SumTra vs. mT5/ChatGPT/davinci-003. Lastly, we compare SumTra to the remaining baselines: the mT5 many-to-many model, ChatGPT, and davinci-003. We note that the mT5 model has been fine-tuned over all the language pairs in the CrossSum dataset (1,500+), and with the entire available XLS training set ($\sim$900-1,500 samples per language pair) (Bhattacharjee et al., 2022), and should therefore be regarded in Table 1 as a hard-to-near upper bound. With that said, SumTra has obtained higher scores for 3 of the 6 languages, and competitive scores for the other three. Lastly, ChatGPT and davinci-003 have obtained some of the lowest average mROUGE and BERTScore scores compared to the other models, showing that they lack the task-specific capability that even a few-shot mBART-50 or SumTra model displays.

Overall, these results show that the proposed SumTra model is capable of a very strong zero-shot performance, and with a few-shot fine-tuning can reach or near state-of-the-art performance. This can prove particularly useful for languages with a scarcity ($\leq$ 100) of annotated XLS samples.

In this paper, we have proposed SumTra, an XLS model that revisits the traditional summarize-and-translate approach into a more contemporary end-to-end differentiable pipeline. Given that genuine XLS annotation is demanding, the main aim of the proposed model is to provide a competitive zero- and few-shot performance.

-- RECORDS SHOWN --

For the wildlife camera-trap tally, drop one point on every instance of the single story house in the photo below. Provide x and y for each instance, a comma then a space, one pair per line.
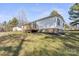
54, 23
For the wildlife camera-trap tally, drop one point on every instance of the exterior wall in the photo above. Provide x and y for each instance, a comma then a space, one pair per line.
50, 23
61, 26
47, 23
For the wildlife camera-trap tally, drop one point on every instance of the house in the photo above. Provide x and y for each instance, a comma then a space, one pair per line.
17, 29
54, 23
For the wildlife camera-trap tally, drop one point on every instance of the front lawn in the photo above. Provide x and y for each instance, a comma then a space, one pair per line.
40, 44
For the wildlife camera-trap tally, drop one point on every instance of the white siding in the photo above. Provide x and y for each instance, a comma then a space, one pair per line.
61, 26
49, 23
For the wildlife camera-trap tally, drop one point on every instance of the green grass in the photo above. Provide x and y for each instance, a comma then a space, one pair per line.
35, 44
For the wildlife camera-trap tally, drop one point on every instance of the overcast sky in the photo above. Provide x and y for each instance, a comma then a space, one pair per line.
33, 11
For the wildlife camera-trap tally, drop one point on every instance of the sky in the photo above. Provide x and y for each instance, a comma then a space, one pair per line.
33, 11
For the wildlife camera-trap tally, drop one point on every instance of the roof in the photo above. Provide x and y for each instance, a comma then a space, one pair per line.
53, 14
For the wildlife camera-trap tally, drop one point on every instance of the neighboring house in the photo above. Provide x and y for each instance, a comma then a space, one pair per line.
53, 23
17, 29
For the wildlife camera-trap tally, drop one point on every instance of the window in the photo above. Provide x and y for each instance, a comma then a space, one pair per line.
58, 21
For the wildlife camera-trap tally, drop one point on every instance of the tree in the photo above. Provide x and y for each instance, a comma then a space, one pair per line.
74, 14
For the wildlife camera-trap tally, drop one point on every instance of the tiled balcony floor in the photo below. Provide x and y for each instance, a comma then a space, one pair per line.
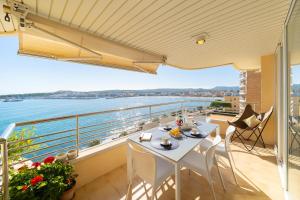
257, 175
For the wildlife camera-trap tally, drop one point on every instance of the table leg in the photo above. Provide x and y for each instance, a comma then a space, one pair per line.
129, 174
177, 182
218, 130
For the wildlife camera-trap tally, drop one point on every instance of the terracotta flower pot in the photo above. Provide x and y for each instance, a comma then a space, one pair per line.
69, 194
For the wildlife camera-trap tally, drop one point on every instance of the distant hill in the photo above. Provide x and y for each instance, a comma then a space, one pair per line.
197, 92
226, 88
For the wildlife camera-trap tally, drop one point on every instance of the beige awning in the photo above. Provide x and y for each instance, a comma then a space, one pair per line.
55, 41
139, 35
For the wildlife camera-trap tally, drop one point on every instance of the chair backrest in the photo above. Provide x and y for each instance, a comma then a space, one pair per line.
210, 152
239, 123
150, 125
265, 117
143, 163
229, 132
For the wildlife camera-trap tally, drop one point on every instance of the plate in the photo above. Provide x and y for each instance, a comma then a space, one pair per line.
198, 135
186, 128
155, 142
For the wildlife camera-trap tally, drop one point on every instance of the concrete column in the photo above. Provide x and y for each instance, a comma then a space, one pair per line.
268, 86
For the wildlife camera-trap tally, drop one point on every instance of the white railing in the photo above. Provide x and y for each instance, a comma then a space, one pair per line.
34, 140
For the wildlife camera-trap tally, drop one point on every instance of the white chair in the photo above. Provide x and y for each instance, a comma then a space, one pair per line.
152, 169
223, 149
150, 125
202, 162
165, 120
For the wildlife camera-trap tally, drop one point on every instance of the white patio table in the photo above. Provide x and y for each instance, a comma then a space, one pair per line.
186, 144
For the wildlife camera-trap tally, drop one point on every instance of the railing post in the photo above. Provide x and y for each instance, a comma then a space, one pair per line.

-- EXERCISE TASKS --
#1 According to the SumTra passage, why should the mT5 model be regarded as a hard-to-near upper bound in Table 1? Answer in one to three sentences.
#2 List every remaining baseline that the SumTra passage compares SumTra against.
#3 Write out the part of the SumTra passage that opens with the words containing "Overall, these results" and closes with "and few-shot performance.".

-- SOLUTIONS IN ORDER --
#1 The mT5 model was fine-tuned over all the language pairs in the CrossSum dataset (more than 1,500). It was also trained on the entire available XLS training set, about 900 to 1,500 samples per language pair.

#2
- the mT5 many-to-many model
- ChatGPT
- davinci-003

#3
Overall, these results show that the proposed SumTra model is capable of a very strong zero-shot performance, and with a few-shot fine-tuning can reach or near state-of-the-art performance. This can prove particularly useful for languages with a scarcity ($\leq$ 100) of annotated XLS samples.

In this paper, we have proposed SumTra, an XLS model that revisits the traditional summarize-and-translate approach into a more contemporary end-to-end differentiable pipeline. Given that genuine XLS annotation is demanding, the main aim of the proposed model is to provide a competitive zero- and few-shot performance.